**EXERCISE TASK 1**.
Translate into Spanish this sentence from the abstract on the magneto-hydrodynamic generator below: "The MHD and TA processes have the great advantage to convert energy without mechanical moving components."
**EXERCISE TASK 2**.
Go on with the abstract on the magneto-hydrodynamic generator, picking up after its final sentence.
--- TEXT PASSAGE ---
|Abstract: ||This paper fits in the feasibility analysis of a Magneto-Hydrodynamic (MHD) inductive generator, coupled with a Thermo Acoustic (TA) energy conversion system. The MHD and TA processes have the great advantage to convert energy without mechanical moving components. In conventional MHD generator a plasma passes through an intense magnetic field, so, by closing the circuit on a load, the induced electromotive force determines in the fluid an electric current. Instead in the proposed generator the charge carriers are first created by means of an electrical discharge and then separated by an HVDC electrostatic field. Once the equilibrium is reached, if the gas inside the duct gets to vibrate, the charge carriers give rise to an alternating electric current; this induces an electromotive force in a toroidal coil wrapped around the duct and connected to the electrical load. In this work, first the design criteria are given; then the order of magnitude of the obtained parameters is used to model the system by using the FEM analysis. A thermo-acoustic analysis has been done in order to study the velocity profiles within the duct. As assumption we have an homogeneous fluid with no steady flow, and sinusoidal perturbations of small amplitude (no circulation and no turbulence). Furthermore the tube is long enough, so that end effects are negligible. Different velocity profiles were obtained by varying the radius of the duct and the frequency of the vibration. The numerical results confirm the theoretical ones retrieved from the literature. The axial velocity shows a parabolic profile for a low shear wave number (s = R*sqrt[ρ*ω/µ]); for higher values of said parameter the velocity becomes smaller in the center and the profile becomes more and more uniform. For very high values of shear wave number the profile is almost completely flat, with small peaks close to the tube wall. An electromagnetic analysis has been performed in a glass tube containing a ionized gas with two sleeve copper electrodes connected to an HVDC power supply. Near the sleeves a space charge density has been thickened. Applying the right voltage to the electrodes, we obtained an electrical potential profile that is null and flat in the zone between the electrodes where the electric field is thus equal to zero.
--- DATA LINES ---
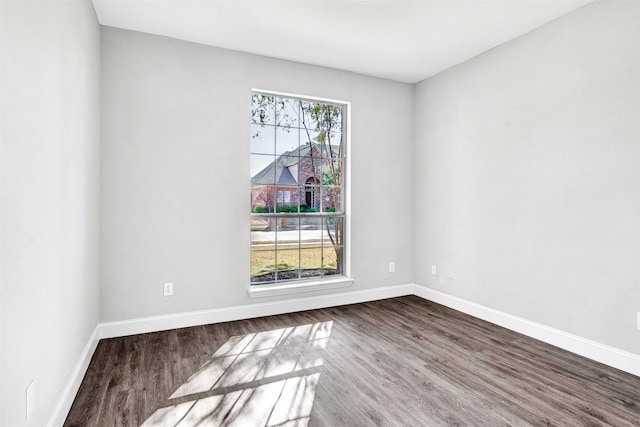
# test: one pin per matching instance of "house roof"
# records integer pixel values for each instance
(278, 172)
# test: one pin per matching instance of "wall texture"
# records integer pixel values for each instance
(175, 172)
(527, 176)
(50, 85)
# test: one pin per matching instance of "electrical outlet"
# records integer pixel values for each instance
(168, 289)
(30, 398)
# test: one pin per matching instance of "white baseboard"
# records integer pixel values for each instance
(248, 311)
(611, 356)
(67, 396)
(602, 353)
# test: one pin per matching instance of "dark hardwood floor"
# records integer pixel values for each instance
(397, 362)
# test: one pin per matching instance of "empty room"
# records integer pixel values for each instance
(319, 213)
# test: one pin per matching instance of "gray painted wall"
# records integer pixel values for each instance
(50, 79)
(527, 176)
(175, 172)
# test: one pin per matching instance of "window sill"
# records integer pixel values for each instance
(258, 291)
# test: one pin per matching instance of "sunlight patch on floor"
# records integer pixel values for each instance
(249, 381)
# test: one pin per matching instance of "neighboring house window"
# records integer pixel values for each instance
(297, 188)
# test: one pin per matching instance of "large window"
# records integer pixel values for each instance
(297, 188)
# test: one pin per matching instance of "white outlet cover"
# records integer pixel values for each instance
(168, 289)
(30, 397)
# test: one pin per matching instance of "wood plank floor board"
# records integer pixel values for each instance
(397, 362)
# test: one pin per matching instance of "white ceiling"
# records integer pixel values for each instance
(400, 40)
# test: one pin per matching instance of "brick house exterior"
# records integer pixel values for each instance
(294, 177)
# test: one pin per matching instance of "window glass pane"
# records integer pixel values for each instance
(296, 184)
(331, 254)
(286, 141)
(262, 108)
(288, 236)
(332, 199)
(288, 112)
(262, 139)
(260, 174)
(311, 260)
(288, 264)
(263, 198)
(263, 261)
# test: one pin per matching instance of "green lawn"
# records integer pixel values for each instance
(311, 255)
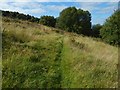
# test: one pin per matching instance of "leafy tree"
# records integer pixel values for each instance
(111, 29)
(75, 20)
(96, 30)
(48, 20)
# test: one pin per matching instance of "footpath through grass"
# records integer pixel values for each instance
(35, 56)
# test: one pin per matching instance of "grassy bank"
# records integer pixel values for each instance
(36, 56)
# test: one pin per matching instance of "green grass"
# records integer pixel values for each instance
(36, 56)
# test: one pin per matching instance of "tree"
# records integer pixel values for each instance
(111, 29)
(75, 20)
(96, 30)
(48, 20)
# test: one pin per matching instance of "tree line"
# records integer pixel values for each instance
(78, 21)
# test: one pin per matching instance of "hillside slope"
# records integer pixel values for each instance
(36, 56)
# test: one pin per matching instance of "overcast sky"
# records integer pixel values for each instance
(100, 11)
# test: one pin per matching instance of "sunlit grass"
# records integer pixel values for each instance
(36, 56)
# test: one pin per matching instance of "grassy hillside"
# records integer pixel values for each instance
(36, 56)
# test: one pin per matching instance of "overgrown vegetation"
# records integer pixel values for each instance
(111, 29)
(36, 56)
(75, 20)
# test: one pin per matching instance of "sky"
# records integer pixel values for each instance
(100, 11)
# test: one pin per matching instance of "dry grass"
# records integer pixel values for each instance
(46, 57)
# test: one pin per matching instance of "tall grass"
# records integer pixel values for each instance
---
**EXPECTED ANSWER 1**.
Los procesos MHD y TA tienen la gran ventaja de convertir la energía sin componentes mecánicos móviles.

**EXPECTED ANSWER 2**.
Starting from a homogeneous distribution, the third FEM model has been used to study the dynamics of separation and accumulation of charges. The fluid is considered macroscopically stationary, so we can neglect the convective phenomena. The electrons move under the action of a transverse external electric field and of diffusion phenomena linked to the electronic concentration gradient, tending to thicken near to the electrodes.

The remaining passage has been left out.